Gib den folgenden Text über den Nutzen alter Sprachen vollständig und wortgetreu wieder.

━━ Lesetext ━━

Alte Sprachen lohnen sich doch
von Annette Leyssner
Wird die nächste Generation der Deutschen noch wissen, wer Cicero war? Wird sie mit dem Namen Homer etwas anderes verbinden als den Vater in der US-Zeichentrickserie „Die Simpsons“? Der durchschnittliche Bundesbürger ist mit seinem Latein schnell am Ende, konstatiert der Altphilologe Bernhard Zimmermann von der Universität Freiburg.
Sinkende Schülerzahlen für Latein- und Altgriechisch haben die Altphilologen in die Defensive getrieben. Warum sollte man heutzutage überhaupt tote Sprachen lernen? Wenn man sie nicht nutzen kann, um mit anderen Menschen zu kommunizieren – was bringt das Studium? Wäre es nicht sinnvoller, sich mit Blick auf Karrierechancen auf Englisch oder Chinesisch zu konzentrieren? Michael Oberhaus ist Latein- und Altgriechischlehrer an einem Gymnasium in Berlin. Er erteilt eine Absage an den Druck der Ökonomie, unter dem heute viele Schulentscheidungen stünden. „Bildung dient nicht zur Ausbildung von Fähigkeiten für den Arbeitsmarkt, sondern vor allem zur Schulung des Charakters.“ Dabei liefere auch der Arbeitsmarkt gute Gründe für die Wahl der alten Sprachen: „Latein intensiviert das Beharrungsvermögen und die Konzentration”, betont der Experte. Zudem könne man durch das Erlernen von Griechisch und Latein andere Sprachen leichter lernen.

━━━
━━ Daten ━━

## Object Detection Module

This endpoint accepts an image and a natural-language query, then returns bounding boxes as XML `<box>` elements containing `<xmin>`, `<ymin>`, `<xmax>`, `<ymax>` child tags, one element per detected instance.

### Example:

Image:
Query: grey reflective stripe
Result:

━━━
━━ Daten ━━

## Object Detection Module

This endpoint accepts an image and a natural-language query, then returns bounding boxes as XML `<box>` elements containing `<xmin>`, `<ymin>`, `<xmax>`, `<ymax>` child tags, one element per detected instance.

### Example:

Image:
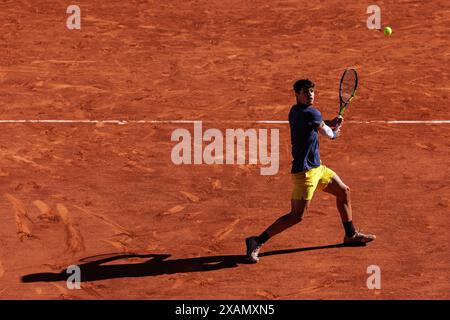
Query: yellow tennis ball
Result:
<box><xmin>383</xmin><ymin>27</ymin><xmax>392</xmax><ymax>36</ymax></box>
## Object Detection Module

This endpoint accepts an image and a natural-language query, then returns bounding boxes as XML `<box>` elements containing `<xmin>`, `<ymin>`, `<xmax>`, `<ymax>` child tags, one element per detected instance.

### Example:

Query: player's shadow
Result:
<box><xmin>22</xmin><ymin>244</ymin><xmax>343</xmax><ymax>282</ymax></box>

━━━

Lösung:
Alte Sprachen lohnen sich doch
von Annette Leyssner
Wird die nächste Generation der Deutschen noch wissen, wer Cicero war? Wird sie mit dem Namen Homer etwas anderes verbinden als den Vater in der US-Zeichentrickserie „Die Simpsons“? Der durchschnittliche Bundesbürger ist mit seinem Latein schnell am Ende, konstatiert der Altphilologe Bernhard Zimmermann von der Universität Freiburg.
Sinkende Schülerzahlen für Latein- und Altgriechisch haben die Altphilologen in die Defensive getrieben. Warum sollte man heutzutage überhaupt tote Sprachen lernen? Wenn man sie nicht nutzen kann, um mit anderen Menschen zu kommunizieren – was bringt das Studium? Wäre es nicht sinnvoller, sich mit Blick auf Karrierechancen auf Englisch oder Chinesisch zu konzentrieren? Michael Oberhaus ist Latein- und Altgriechischlehrer an einem Gymnasium in Berlin. Er erteilt eine Absage an den Druck der Ökonomie, unter dem heute viele Schulentscheidungen stünden. „Bildung dient nicht zur Ausbildung von Fähigkeiten für den Arbeitsmarkt, sondern vor allem zur Schulung des Charakters.“ Dabei liefere auch der Arbeitsmarkt gute Gründe für die Wahl der alten Sprachen: „Latein intensiviert das Beharrungsvermögen und die Konzentration”, betont der Experte. Zudem könne man durch das Erlernen von Griechisch und Latein andere Sprachen leichter lernen.